■ **Given instruction A**: Which NOAA active region numbers appear in the excerpt on the October solar flares? List every one.
■ **Given instruction B**: Write the next part of the excerpt on the October solar flares, starting after its final sentence.

■ **Excerpt to read**:
-=-=-=-=-

The Sun produced an X-class flare on both 24 and 26 October, events that were discussed in the STCE newsflashes here and here. The first X-class flare, an X3.3 event, was produced by NOAA 13869. The X1.8 flare from 26 October was produced by NOAA 13873. These sunspot regions were part of a string of sunspot groups visible in the southeast solar quadrant. They are in the same location on the Sun as another series of sunspot groups just a solar rotation ago. The latter were the source of some of the strongest solar flares so far this solar cycle (STCE newsitem). Underneath is an annotated white light image of the solar disk on 1 October (upper image) and on 28 October (lower image). The numbers refer to the NOAA active regions, the arrows link the old with the returning and/or new sunspot regions. Only for the returning groups NOAA 13872/13869, it is not so clear how much is the remainder of the old sunspot duo NOAA 13839/13844, and how much is from newly emerged sunspots. Different group splittings are possible.

 

Both X-class flares were associated with Type II and Type IV radio emission (see the STCE SWX classification page), as well as mild radio bursts at all observed frequencies. In both cases, also a Tenflare was observed, i.e. more than a doubling of the solar radio flux at 2800 MHz (at a wavelength of 10.7 cm) above the pre-event background. Values recorded were resp. 5900 sfu and 4200 sfu. The greater than 10 MeV proton flux became mildly enhanced following the X3.3 flare, but finally crossed the alert threshold on 26 October at 19:10UTC, driven by the X1.8 flare. This can be seen in the annotated images underneath of the GOES x-ray flux (top) and GOES proton flux (bottom). The proton event reached a maximum of 364 pfu on 28 October, but was still above the 100 pfu level at the time of this writing. At this level ("S2" on the NOAA scales), satellites may have experienced an occasional single event upset (SEU , a glitch in the software operations), and High Frequency communications (HF Com ; 3-30 MHz) may have been somewhat disturbed over the polar regions.

-=-=-=-=-

■ **Data section**:
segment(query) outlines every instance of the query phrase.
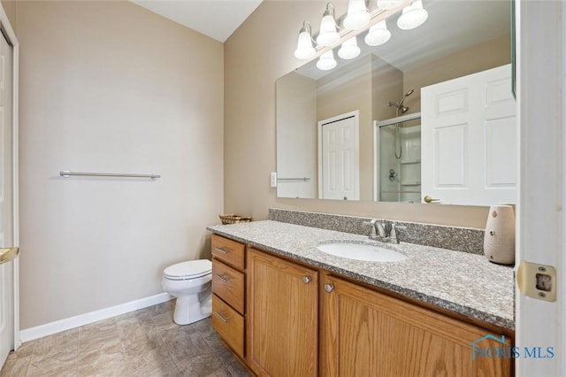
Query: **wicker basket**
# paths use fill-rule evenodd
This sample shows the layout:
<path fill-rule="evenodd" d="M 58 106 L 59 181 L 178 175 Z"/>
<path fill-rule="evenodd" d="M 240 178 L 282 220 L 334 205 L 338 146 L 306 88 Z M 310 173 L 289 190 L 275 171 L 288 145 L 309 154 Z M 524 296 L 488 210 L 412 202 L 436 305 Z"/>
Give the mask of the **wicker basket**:
<path fill-rule="evenodd" d="M 231 214 L 223 214 L 218 216 L 222 220 L 222 224 L 240 224 L 241 222 L 249 222 L 251 218 L 248 216 L 240 216 Z"/>

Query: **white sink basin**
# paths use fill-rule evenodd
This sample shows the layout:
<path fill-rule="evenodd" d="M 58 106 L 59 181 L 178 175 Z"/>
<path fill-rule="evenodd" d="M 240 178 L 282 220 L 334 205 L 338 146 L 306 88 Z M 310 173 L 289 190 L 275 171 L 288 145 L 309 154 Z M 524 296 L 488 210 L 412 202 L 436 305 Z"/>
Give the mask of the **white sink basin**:
<path fill-rule="evenodd" d="M 399 262 L 407 259 L 407 257 L 391 249 L 361 243 L 323 243 L 317 246 L 317 249 L 336 257 L 371 262 Z"/>

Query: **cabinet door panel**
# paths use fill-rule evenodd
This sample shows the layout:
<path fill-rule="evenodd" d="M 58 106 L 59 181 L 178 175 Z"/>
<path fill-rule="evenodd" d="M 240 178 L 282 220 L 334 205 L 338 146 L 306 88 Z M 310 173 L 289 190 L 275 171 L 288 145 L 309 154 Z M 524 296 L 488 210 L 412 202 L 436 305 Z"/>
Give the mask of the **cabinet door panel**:
<path fill-rule="evenodd" d="M 323 296 L 323 375 L 510 375 L 509 358 L 472 360 L 484 328 L 334 277 L 325 283 L 333 290 Z"/>
<path fill-rule="evenodd" d="M 250 250 L 249 357 L 259 375 L 315 376 L 317 272 Z"/>
<path fill-rule="evenodd" d="M 244 274 L 212 259 L 212 292 L 240 312 L 244 313 Z"/>

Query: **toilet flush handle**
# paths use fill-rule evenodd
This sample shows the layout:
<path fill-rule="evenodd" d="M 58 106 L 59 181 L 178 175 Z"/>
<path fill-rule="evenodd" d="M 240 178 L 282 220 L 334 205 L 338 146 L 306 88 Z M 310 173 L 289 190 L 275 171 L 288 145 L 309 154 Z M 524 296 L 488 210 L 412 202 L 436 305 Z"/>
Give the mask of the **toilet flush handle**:
<path fill-rule="evenodd" d="M 230 317 L 224 316 L 224 312 L 215 312 L 214 314 L 216 314 L 217 317 L 218 317 L 224 323 L 228 323 L 228 319 L 230 319 Z"/>
<path fill-rule="evenodd" d="M 217 277 L 217 278 L 218 278 L 222 282 L 228 282 L 228 281 L 230 280 L 230 279 L 228 279 L 228 278 L 225 278 L 224 276 L 219 275 L 219 274 L 218 274 L 218 273 L 215 273 L 215 275 L 216 275 L 216 277 Z"/>

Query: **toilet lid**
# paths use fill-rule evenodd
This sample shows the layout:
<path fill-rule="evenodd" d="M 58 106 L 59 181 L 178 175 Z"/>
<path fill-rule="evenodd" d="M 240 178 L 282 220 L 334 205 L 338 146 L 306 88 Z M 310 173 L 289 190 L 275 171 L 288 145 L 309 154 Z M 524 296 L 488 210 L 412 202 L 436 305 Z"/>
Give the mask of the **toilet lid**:
<path fill-rule="evenodd" d="M 208 259 L 189 260 L 177 263 L 164 270 L 166 278 L 179 279 L 181 277 L 198 278 L 212 272 L 212 262 Z"/>

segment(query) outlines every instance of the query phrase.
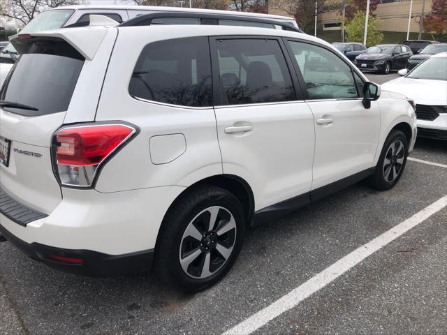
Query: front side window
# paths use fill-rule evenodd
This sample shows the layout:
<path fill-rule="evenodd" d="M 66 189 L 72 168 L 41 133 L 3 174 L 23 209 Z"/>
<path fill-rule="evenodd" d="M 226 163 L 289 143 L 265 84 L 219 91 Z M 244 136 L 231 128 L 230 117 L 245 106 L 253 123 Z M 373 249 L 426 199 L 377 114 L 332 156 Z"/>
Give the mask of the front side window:
<path fill-rule="evenodd" d="M 62 40 L 36 40 L 15 63 L 0 91 L 0 100 L 36 110 L 3 109 L 27 117 L 66 111 L 84 61 Z"/>
<path fill-rule="evenodd" d="M 309 99 L 358 98 L 351 68 L 335 53 L 312 44 L 288 41 Z"/>
<path fill-rule="evenodd" d="M 74 10 L 72 9 L 57 9 L 41 13 L 31 20 L 20 33 L 32 33 L 61 28 L 73 13 Z M 15 48 L 9 43 L 0 51 L 0 63 L 13 64 L 19 56 Z"/>
<path fill-rule="evenodd" d="M 216 43 L 222 105 L 295 100 L 277 40 L 237 39 Z"/>
<path fill-rule="evenodd" d="M 447 58 L 429 58 L 410 72 L 406 77 L 447 80 Z"/>
<path fill-rule="evenodd" d="M 129 89 L 132 96 L 145 100 L 182 106 L 211 106 L 208 39 L 177 38 L 146 45 Z"/>
<path fill-rule="evenodd" d="M 368 49 L 367 54 L 391 54 L 394 45 L 376 45 Z"/>

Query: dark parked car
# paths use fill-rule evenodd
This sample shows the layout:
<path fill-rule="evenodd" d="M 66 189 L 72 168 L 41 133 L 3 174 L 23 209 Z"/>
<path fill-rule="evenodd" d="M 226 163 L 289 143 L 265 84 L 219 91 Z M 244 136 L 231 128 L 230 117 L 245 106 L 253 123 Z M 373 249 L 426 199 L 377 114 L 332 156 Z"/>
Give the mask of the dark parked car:
<path fill-rule="evenodd" d="M 411 56 L 406 62 L 406 68 L 411 70 L 419 63 L 425 61 L 433 54 L 447 52 L 447 43 L 430 44 L 427 45 L 418 54 Z"/>
<path fill-rule="evenodd" d="M 3 47 L 8 45 L 8 43 L 9 43 L 8 40 L 0 41 L 0 51 L 1 51 Z"/>
<path fill-rule="evenodd" d="M 406 45 L 381 44 L 371 47 L 356 57 L 354 64 L 360 70 L 389 73 L 391 70 L 404 68 L 413 52 Z"/>
<path fill-rule="evenodd" d="M 339 42 L 334 42 L 332 45 L 344 53 L 344 55 L 352 61 L 354 61 L 357 56 L 366 51 L 366 47 L 360 43 L 341 43 Z"/>
<path fill-rule="evenodd" d="M 418 54 L 427 45 L 430 44 L 437 44 L 439 42 L 436 40 L 404 40 L 402 43 L 404 45 L 410 47 L 414 54 Z"/>

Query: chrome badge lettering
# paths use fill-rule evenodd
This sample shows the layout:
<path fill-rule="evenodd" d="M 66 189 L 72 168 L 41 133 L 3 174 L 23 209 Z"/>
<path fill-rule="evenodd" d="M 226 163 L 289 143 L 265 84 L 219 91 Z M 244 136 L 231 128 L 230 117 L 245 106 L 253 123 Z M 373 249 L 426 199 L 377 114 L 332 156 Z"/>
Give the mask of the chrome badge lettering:
<path fill-rule="evenodd" d="M 38 158 L 41 158 L 43 156 L 42 154 L 39 154 L 38 152 L 28 151 L 27 150 L 22 150 L 21 149 L 17 148 L 14 148 L 14 152 L 22 154 L 22 155 L 32 156 L 33 157 L 37 157 Z"/>

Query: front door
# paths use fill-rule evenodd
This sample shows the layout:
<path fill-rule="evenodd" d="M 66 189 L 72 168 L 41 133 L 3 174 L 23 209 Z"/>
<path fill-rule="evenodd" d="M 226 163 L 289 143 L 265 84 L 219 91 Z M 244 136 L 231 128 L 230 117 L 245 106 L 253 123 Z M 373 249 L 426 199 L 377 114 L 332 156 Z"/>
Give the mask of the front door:
<path fill-rule="evenodd" d="M 281 43 L 211 39 L 224 173 L 249 184 L 255 210 L 308 193 L 312 184 L 314 119 Z"/>
<path fill-rule="evenodd" d="M 372 167 L 380 131 L 380 110 L 362 104 L 363 80 L 334 52 L 288 40 L 314 114 L 315 157 L 312 190 Z"/>

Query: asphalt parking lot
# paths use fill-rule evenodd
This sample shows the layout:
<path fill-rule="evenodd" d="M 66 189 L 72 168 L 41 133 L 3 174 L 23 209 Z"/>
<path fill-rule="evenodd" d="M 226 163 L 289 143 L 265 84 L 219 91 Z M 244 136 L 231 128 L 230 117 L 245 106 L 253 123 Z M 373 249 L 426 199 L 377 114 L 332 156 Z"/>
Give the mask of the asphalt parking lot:
<path fill-rule="evenodd" d="M 411 158 L 390 191 L 359 183 L 251 229 L 233 270 L 196 295 L 154 274 L 58 272 L 0 243 L 0 334 L 446 334 L 447 149 L 418 139 Z"/>

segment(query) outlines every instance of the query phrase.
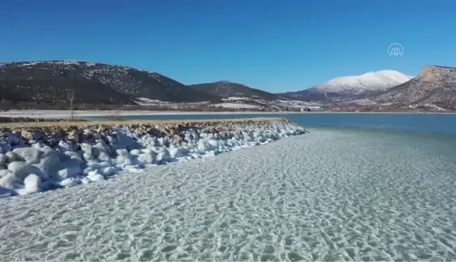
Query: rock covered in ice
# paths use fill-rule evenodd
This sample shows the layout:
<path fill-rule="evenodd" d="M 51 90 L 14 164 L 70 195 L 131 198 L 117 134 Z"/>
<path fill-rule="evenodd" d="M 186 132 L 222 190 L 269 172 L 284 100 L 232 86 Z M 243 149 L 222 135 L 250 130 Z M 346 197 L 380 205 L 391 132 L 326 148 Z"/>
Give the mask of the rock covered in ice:
<path fill-rule="evenodd" d="M 101 181 L 305 133 L 284 119 L 0 129 L 0 196 Z"/>

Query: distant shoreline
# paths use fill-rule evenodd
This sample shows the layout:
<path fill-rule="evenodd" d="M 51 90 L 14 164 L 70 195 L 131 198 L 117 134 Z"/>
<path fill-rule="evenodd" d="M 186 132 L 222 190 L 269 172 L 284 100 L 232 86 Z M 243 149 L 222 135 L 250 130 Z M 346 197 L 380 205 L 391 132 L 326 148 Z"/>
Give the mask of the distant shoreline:
<path fill-rule="evenodd" d="M 455 112 L 352 112 L 352 111 L 312 111 L 312 112 L 184 112 L 184 111 L 146 111 L 146 110 L 85 110 L 74 111 L 75 117 L 134 117 L 159 115 L 185 115 L 185 114 L 454 114 Z M 70 110 L 11 110 L 0 112 L 0 117 L 29 117 L 29 118 L 68 118 L 71 117 Z"/>

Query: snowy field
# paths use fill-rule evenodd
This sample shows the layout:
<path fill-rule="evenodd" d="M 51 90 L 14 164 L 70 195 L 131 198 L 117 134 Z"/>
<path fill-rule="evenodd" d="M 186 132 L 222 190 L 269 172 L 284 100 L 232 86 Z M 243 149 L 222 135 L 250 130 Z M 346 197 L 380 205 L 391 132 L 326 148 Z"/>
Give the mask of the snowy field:
<path fill-rule="evenodd" d="M 449 138 L 311 129 L 0 199 L 0 261 L 455 261 Z"/>

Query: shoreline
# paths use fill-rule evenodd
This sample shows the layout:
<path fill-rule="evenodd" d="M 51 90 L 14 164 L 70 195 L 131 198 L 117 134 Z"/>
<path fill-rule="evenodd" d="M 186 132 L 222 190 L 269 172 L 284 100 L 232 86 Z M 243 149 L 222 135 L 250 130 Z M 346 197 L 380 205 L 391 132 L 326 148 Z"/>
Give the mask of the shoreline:
<path fill-rule="evenodd" d="M 312 112 L 186 112 L 186 111 L 115 111 L 115 110 L 87 110 L 75 111 L 74 117 L 122 117 L 141 116 L 172 116 L 172 115 L 227 115 L 227 114 L 455 114 L 455 112 L 350 112 L 350 111 L 312 111 Z M 70 110 L 11 110 L 0 112 L 0 117 L 27 117 L 47 119 L 69 119 L 71 117 Z"/>
<path fill-rule="evenodd" d="M 0 197 L 101 181 L 308 133 L 285 118 L 4 124 Z"/>

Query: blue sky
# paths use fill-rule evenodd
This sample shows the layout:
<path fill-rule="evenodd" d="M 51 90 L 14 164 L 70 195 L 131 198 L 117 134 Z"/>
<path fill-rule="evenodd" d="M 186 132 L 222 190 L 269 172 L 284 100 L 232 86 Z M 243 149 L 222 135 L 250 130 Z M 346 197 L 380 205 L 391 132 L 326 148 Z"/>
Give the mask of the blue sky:
<path fill-rule="evenodd" d="M 81 60 L 269 91 L 456 66 L 454 0 L 4 1 L 0 61 Z M 388 56 L 391 43 L 403 56 Z"/>

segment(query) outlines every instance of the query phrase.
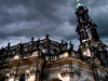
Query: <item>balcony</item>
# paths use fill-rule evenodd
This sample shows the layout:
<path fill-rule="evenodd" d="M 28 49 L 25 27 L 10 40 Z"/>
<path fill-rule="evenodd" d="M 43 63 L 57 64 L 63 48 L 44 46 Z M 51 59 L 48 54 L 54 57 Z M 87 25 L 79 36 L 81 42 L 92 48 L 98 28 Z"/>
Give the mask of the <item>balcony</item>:
<path fill-rule="evenodd" d="M 80 76 L 81 75 L 81 72 L 80 72 L 80 70 L 77 70 L 77 69 L 71 69 L 71 68 L 64 68 L 64 69 L 62 69 L 60 70 L 60 76 L 62 77 L 65 77 L 65 76 L 70 76 L 70 75 L 78 75 L 78 76 Z"/>

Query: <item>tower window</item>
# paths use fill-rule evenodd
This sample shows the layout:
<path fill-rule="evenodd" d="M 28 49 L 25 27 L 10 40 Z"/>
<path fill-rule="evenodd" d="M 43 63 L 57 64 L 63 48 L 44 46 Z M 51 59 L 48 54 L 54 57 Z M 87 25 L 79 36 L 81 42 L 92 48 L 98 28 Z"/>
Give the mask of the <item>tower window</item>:
<path fill-rule="evenodd" d="M 25 73 L 23 73 L 23 75 L 21 76 L 19 81 L 26 81 L 26 75 L 25 75 Z"/>

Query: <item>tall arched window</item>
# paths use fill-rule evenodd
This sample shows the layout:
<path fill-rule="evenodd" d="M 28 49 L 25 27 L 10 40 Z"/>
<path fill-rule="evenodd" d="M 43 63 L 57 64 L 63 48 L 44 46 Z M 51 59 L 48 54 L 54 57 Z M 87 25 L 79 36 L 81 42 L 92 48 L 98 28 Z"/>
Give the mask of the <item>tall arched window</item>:
<path fill-rule="evenodd" d="M 19 81 L 26 81 L 26 75 L 25 75 L 25 73 L 23 73 L 23 75 L 21 76 Z"/>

-=-=-=-=-

■ **Written answer A**: NOAA 13869, NOAA 13873, NOAA 13872, NOAA 13839, NOAA 13844

■ **Written answer B**:
 

Both eruptions were associated with a asymmetric halo coronal mass ejection (CME ; see the SOHO/LASCO C3 coronagraphic imagery above), due to the close proximity of the source regions near the southeast solar limb. The CMEs had a speed of resp. about 1300 km/s and 1600 km/s. In both cases, the bulk of the CME was directed away from Earth, but both delivered a glancing blow to the earth environment. Travel time for these interplanetary CMEs was resp. about 59 hours and 45 hours. Shock-like structures were observed in the solar wind as recorded by DSCOVR on 26 and 28 October, with maximum speeds observed of resp. about 500 and 600 km/s (yellow curve in graphs underneath). The arrival of the first ICME on 26 October resulted in a modest spike in the greater than 10 MeV proton flux around 16:30UTC, remaining just below the 10 pfu alert threshold (see annotated graph above). This is called an Energetic Storm Particle (ESP) event, which is a type of solar energetic particle (SEP) events characterized by the usually rapid increase (at least 20% above background) in the greater than 10 MeV proton flux associated with a shock driven by a CME (Ameri et al. 2023). Such an ESP signature was much less obvious from the ICME that arrived early on 28 October, with maybe a hint around 04:45UTC. The resulting geomagnetic disturbance from the ICMEs was all-in-all mild, as could be expected from a glancing blow. The global Kp index reached resp. active and minor storming conditions, whereas the K_BEL was at resp. active and unsettled conditions. The passage of both structures left no obvious fingerprint in the evolution of the Dst index (Disturbance storm time index), which remained at quiet levels (Dst > -30 nT).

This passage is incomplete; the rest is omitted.